--- Task details ---
Copy out the lines from the records below without changes, starting at the line that contains "the ferret's nose" and ending after the line that contains "pixel 285 224". Include both of those lines.

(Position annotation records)
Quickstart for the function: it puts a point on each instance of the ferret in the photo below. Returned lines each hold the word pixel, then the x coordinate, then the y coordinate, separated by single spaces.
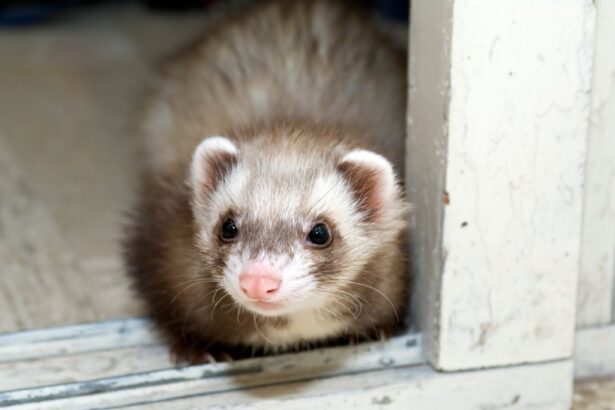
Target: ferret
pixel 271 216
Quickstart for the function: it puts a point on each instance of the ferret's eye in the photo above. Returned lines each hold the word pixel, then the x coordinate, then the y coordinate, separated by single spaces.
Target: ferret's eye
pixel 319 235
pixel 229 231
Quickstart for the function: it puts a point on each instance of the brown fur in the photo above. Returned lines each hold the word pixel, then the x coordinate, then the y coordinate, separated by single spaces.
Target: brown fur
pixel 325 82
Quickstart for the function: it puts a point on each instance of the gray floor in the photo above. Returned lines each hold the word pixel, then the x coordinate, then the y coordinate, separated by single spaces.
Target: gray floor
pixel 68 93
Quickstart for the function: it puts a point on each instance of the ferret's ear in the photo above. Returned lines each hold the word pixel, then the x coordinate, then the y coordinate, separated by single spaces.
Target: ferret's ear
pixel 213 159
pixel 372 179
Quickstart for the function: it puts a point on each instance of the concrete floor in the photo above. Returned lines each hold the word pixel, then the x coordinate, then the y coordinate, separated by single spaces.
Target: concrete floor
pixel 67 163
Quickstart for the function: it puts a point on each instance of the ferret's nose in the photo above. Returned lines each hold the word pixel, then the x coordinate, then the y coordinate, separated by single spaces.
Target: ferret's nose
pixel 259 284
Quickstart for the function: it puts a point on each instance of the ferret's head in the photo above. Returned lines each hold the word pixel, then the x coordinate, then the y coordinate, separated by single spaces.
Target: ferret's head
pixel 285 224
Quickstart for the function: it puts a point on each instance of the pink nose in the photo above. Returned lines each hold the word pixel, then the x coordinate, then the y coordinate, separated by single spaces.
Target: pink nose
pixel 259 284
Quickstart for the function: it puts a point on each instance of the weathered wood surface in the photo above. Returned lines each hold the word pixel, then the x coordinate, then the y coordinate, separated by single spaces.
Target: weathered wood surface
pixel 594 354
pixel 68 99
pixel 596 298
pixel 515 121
* * *
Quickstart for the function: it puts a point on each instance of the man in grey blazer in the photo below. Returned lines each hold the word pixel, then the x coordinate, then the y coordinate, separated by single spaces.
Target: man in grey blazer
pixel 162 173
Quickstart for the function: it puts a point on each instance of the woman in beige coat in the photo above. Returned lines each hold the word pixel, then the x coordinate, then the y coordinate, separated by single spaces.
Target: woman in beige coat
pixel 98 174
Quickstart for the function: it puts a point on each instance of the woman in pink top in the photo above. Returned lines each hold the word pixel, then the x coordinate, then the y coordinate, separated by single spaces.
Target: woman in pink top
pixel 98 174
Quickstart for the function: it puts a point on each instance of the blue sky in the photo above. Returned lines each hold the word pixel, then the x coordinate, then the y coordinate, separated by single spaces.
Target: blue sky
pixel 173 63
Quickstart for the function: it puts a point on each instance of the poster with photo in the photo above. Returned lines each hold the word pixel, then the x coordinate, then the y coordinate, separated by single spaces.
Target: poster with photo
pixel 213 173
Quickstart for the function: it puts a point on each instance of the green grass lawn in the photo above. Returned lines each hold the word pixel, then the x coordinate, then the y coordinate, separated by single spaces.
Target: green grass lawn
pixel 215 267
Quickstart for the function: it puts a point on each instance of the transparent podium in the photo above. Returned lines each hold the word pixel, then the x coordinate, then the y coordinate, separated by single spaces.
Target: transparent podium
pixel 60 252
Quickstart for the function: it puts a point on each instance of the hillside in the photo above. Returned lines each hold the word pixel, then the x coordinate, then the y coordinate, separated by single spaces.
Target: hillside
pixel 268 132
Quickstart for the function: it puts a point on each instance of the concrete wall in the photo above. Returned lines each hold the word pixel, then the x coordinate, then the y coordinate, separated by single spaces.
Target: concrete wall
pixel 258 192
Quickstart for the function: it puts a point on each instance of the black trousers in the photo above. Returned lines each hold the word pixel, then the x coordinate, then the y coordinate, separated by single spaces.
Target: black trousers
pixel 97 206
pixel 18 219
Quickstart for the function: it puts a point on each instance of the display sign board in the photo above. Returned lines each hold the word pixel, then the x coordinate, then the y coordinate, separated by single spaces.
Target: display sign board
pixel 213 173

--- Result for this task ---
Quickstart for the function: it puts a point on each instance of the ferret's nose in the photo above. Returned lines each hold the word pixel, then the x coordinate, then the y coordinate, separated by single spaces.
Target: ferret's nose
pixel 259 284
Quickstart for the function: it puts a point on each instance of the ferret's head in the photo above. Returned lines each hold the word pixel, then the x coordinate, then the y coordinate, separated by single spaces.
Target: ferret's head
pixel 285 224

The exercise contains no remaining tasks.